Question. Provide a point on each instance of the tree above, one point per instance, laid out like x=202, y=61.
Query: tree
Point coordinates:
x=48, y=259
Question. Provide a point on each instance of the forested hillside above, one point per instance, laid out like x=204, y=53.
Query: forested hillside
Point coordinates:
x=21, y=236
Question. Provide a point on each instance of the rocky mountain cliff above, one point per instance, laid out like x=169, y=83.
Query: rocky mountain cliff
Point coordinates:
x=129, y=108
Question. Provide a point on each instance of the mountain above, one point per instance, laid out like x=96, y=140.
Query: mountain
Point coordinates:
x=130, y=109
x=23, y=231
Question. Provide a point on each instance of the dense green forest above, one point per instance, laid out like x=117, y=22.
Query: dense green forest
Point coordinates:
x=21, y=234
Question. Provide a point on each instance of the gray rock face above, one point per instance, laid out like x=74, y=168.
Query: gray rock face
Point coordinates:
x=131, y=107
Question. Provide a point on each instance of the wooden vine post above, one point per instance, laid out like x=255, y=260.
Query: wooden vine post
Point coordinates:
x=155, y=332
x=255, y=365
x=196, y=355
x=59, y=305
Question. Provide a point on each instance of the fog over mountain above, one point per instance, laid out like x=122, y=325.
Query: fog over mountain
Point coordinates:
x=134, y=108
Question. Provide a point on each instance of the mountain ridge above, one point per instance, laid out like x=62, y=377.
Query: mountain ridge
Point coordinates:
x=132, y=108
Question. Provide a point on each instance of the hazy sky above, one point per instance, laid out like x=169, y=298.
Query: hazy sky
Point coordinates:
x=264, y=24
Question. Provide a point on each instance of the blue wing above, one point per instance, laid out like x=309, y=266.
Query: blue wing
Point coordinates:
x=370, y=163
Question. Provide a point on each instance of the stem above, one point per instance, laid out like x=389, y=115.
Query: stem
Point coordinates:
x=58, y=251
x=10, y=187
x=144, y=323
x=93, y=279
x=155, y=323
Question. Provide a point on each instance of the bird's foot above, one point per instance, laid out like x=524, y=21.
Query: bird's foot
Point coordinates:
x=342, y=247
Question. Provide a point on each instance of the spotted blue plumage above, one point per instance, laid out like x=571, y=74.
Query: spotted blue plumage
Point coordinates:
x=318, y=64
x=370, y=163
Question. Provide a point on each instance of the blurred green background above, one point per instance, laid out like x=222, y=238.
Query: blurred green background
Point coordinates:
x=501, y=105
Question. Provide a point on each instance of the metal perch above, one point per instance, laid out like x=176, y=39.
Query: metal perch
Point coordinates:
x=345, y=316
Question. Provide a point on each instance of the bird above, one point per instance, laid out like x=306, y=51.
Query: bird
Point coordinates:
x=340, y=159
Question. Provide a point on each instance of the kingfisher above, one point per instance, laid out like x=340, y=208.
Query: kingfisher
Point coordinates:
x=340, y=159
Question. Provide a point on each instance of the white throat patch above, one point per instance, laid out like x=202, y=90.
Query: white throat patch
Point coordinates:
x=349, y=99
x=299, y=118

◆ ◆ ◆

▸ **WHAT YOU WILL DO**:
Convert the records above into a two-column Markdown table headed Row and Line, with one numbered row for each line in order and no rows for blank lines.

▸ **COMPLETED TASK**:
| Row | Line |
|---|---|
| 1 | Question. Provide a point on each instance of the tree above, one point per instance, laid out like x=202, y=61. |
| 2 | Query: tree |
| 3 | Point coordinates: |
| 4 | x=48, y=259 |
| 5 | Question. Provide a point on each instance of the forested hillside above, one point per instance, laid out like x=204, y=53. |
| 6 | Query: forested hillside |
| 7 | Point coordinates: |
| 8 | x=21, y=236 |
| 9 | Question. Provide a point on each instance of the rocky mountain cliff above, one point per instance, laid out like x=169, y=83. |
| 10 | Query: rocky mountain cliff |
| 11 | Point coordinates: |
| 12 | x=129, y=108 |
| 13 | Question. Provide a point on each instance of the mountain above, one point per instance, laid out like x=96, y=140. |
| 14 | Query: mountain |
| 15 | Point coordinates: |
| 16 | x=130, y=109 |
| 17 | x=23, y=231 |
| 18 | Question. Provide a point on each instance of the dense green forest above, one point per instance, laid out like x=117, y=22. |
| 19 | Query: dense green forest |
| 20 | Point coordinates: |
| 21 | x=21, y=234 |
| 22 | Question. Provide a point on each instance of the gray rock face above, one point per instance, laid out like x=74, y=168. |
| 23 | Query: gray rock face |
| 24 | Point coordinates: |
| 25 | x=131, y=107 |
| 26 | Question. Provide a point on each instance of the wooden vine post above, one point per instance, laid out like x=255, y=260. |
| 27 | Query: wooden vine post |
| 28 | Point coordinates: |
| 29 | x=155, y=332 |
| 30 | x=255, y=365 |
| 31 | x=196, y=355 |
| 32 | x=59, y=305 |
| 33 | Question. Provide a point on each instance of the fog over mountain above, one point per instance, laid out like x=122, y=325. |
| 34 | Query: fog over mountain |
| 35 | Point coordinates: |
| 36 | x=134, y=108 |
| 37 | Question. Provide a point on each instance of the mountain ridge above, one point per instance, laid out like x=62, y=377. |
| 38 | Query: mountain ridge |
| 39 | Point coordinates: |
| 40 | x=132, y=108 |
| 41 | Question. Provide a point on each instance of the hazy sky above, one point per instance, laid out like x=169, y=298. |
| 42 | Query: hazy sky |
| 43 | Point coordinates: |
| 44 | x=264, y=24 |
| 45 | Question. Provide a point on each instance of the blue wing above, one point per instance, laid out like x=309, y=266. |
| 46 | Query: blue wing |
| 47 | Point coordinates: |
| 48 | x=370, y=163 |
| 49 | Question. Provide a point on each instance of the stem above, one point per instance, laid out like x=389, y=115. |
| 50 | Query: stem |
| 51 | Point coordinates: |
| 52 | x=58, y=251 |
| 53 | x=10, y=187 |
| 54 | x=144, y=323 |
| 55 | x=93, y=279 |
| 56 | x=155, y=323 |
| 57 | Question. Provide a point on each instance of the bird's foot above, one point per instance, laid out like x=524, y=21. |
| 58 | Query: bird's foot |
| 59 | Point coordinates: |
| 60 | x=342, y=247 |
| 61 | Question. Provide a point on each instance of the spotted blue plumage above, one point per instance, laid out like x=571, y=74. |
| 62 | Query: spotted blue plumage |
| 63 | Point coordinates: |
| 64 | x=318, y=64 |
| 65 | x=370, y=163 |
| 66 | Question. Provide a point on each instance of the blurred green background above, one point per instance, laid out like x=222, y=238. |
| 67 | Query: blurred green background |
| 68 | Point coordinates: |
| 69 | x=501, y=105 |
| 70 | Question. Provide a point on each instance of the metal perch above, one point per instance, laid out like x=176, y=39. |
| 71 | Query: metal perch |
| 72 | Point coordinates: |
| 73 | x=345, y=316 |
| 74 | Question. Provide a point on each instance of the bird above, one point per instance, laid out like x=306, y=51. |
| 75 | Query: bird |
| 76 | Point coordinates: |
| 77 | x=340, y=159 |
| 78 | Question. Provide a point on each instance of the kingfisher above, one point per instance, laid out like x=340, y=208. |
| 79 | Query: kingfisher |
| 80 | Point coordinates: |
| 81 | x=340, y=159 |
| 82 | Question. Provide a point on each instance of the white throat patch above, one point per instance, laid out like x=202, y=90. |
| 83 | Query: white throat patch |
| 84 | Point coordinates: |
| 85 | x=349, y=99 |
| 86 | x=299, y=118 |